EXERCISE - Scan the entries below for the word "background" and copy every line where it turns up.
───── MATERIALS PROVIDED ─────
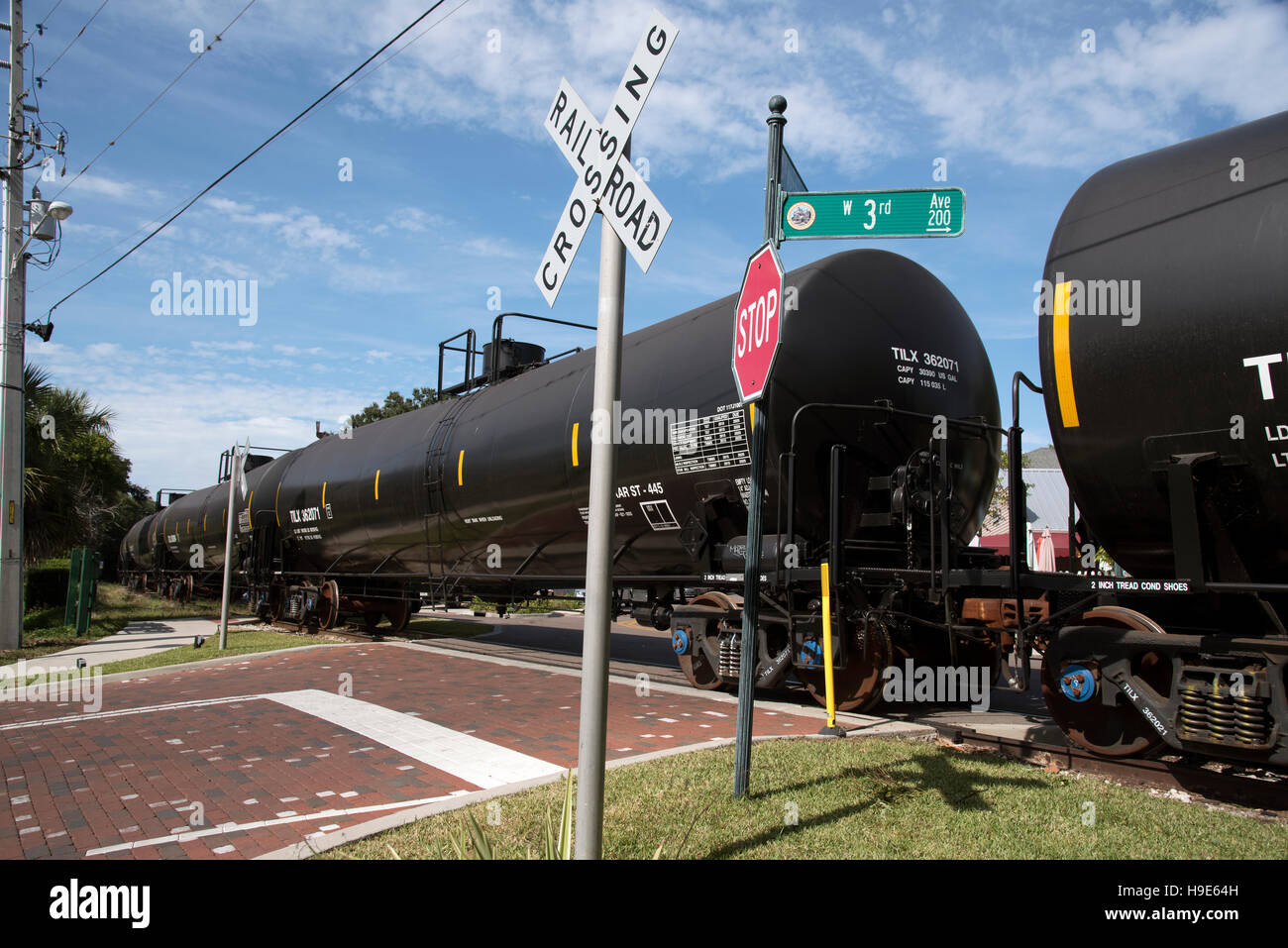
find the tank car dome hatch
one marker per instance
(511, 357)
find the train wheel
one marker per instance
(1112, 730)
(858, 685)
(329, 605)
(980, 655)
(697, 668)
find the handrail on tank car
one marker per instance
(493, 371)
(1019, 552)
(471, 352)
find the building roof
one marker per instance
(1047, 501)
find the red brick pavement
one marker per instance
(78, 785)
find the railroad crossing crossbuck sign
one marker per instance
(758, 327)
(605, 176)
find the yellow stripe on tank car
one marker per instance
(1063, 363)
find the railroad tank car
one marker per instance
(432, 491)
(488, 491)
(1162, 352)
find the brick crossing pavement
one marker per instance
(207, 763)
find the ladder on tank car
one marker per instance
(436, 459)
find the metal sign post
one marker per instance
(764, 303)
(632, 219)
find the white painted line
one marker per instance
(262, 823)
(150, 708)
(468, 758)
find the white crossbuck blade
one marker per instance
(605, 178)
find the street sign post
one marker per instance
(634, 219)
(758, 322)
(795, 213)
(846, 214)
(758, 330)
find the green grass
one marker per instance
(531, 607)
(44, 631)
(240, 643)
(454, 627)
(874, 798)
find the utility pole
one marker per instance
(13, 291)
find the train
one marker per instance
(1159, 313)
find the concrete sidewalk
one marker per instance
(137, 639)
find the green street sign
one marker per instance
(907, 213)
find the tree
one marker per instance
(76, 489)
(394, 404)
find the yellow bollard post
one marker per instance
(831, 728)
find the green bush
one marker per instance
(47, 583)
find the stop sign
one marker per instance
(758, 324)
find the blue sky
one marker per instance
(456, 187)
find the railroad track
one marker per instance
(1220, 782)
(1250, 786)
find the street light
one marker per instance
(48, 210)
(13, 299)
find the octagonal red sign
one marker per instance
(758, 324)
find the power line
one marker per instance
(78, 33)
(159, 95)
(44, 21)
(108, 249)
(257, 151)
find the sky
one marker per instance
─────
───── MATERIALS PROVIDED ─────
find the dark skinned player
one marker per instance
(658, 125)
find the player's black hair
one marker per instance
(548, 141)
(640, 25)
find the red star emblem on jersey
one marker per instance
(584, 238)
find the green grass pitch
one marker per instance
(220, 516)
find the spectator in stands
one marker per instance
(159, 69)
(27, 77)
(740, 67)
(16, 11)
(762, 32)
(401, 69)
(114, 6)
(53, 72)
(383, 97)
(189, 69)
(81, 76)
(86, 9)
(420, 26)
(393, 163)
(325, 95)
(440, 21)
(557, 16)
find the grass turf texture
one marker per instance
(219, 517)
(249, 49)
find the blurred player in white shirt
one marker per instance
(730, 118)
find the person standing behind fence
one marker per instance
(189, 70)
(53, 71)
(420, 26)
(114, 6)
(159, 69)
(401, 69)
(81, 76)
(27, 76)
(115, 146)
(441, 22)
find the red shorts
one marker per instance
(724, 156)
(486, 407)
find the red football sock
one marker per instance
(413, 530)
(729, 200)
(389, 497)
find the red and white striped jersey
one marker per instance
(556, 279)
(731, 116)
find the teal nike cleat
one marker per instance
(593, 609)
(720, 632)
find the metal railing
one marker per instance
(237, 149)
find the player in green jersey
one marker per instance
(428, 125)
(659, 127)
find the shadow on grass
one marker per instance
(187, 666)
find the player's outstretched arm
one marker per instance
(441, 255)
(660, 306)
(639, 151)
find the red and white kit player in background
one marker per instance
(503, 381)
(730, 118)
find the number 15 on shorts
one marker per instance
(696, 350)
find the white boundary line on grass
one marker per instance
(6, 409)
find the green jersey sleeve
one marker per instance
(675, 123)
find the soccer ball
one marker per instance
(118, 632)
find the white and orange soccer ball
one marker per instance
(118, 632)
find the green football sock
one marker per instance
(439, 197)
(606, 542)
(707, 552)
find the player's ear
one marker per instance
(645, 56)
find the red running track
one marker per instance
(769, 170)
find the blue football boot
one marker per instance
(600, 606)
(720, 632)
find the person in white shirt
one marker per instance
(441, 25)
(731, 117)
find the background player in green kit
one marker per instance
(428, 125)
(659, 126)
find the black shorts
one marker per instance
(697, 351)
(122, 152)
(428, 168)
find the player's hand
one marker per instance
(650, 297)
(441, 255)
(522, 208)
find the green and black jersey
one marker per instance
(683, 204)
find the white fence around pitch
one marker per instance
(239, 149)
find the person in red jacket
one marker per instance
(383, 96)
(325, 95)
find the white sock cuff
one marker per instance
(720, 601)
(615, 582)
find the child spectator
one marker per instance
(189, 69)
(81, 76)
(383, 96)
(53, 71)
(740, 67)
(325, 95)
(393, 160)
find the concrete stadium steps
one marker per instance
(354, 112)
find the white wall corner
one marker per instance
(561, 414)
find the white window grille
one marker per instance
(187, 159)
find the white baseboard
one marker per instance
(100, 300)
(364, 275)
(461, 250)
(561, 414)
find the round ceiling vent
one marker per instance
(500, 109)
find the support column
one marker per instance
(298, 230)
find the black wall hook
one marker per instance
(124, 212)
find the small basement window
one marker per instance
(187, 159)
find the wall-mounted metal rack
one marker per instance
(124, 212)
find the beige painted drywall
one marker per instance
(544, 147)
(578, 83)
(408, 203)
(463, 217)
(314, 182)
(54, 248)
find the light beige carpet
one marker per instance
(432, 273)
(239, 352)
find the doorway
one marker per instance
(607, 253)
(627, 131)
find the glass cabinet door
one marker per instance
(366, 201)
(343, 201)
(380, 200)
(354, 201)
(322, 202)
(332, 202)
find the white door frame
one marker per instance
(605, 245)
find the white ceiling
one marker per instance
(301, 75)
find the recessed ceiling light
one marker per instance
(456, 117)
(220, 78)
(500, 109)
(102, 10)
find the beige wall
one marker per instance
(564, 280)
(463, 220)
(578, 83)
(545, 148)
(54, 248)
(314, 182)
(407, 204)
─────
EXERCISE SOLUTION -
find the red and white kit player in background
find the background player in green kit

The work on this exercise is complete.